§ **WRITTEN EXERCISE**
Identify each line in the listing below that contains the word "grassy" and copy those lines. Treat uppercase and lowercase letters as distinct.

§ **EXERCISE INPUT**

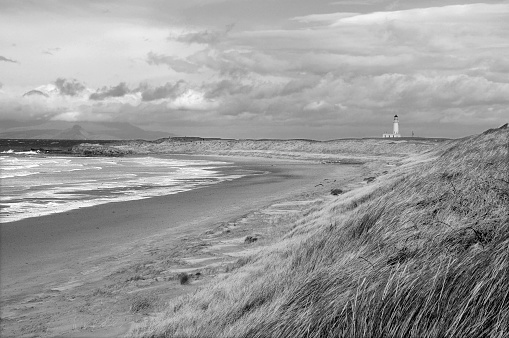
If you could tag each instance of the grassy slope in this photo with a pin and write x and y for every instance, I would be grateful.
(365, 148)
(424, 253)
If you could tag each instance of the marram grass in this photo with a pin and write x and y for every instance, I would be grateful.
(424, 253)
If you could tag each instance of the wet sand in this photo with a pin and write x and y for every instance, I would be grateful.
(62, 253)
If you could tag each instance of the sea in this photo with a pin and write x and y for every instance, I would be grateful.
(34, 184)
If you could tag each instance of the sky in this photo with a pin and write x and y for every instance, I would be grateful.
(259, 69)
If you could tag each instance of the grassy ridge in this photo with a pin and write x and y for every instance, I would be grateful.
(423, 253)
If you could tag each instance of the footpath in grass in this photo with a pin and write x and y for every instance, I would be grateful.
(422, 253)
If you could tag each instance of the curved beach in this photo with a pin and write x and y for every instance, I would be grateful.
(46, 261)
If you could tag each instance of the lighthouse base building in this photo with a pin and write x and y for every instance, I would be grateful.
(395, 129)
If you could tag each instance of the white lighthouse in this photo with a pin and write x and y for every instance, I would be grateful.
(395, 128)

...

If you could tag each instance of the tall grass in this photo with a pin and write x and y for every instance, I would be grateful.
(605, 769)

§ **WRITTEN REPLY**
If you could tag each instance of the grassy slope in this photo with a pin and write x and y for every instance, I would be grateful.
If you could tag each instance of the grassy ridge in this photo with a pin and write x and y for every instance, I would be grateful.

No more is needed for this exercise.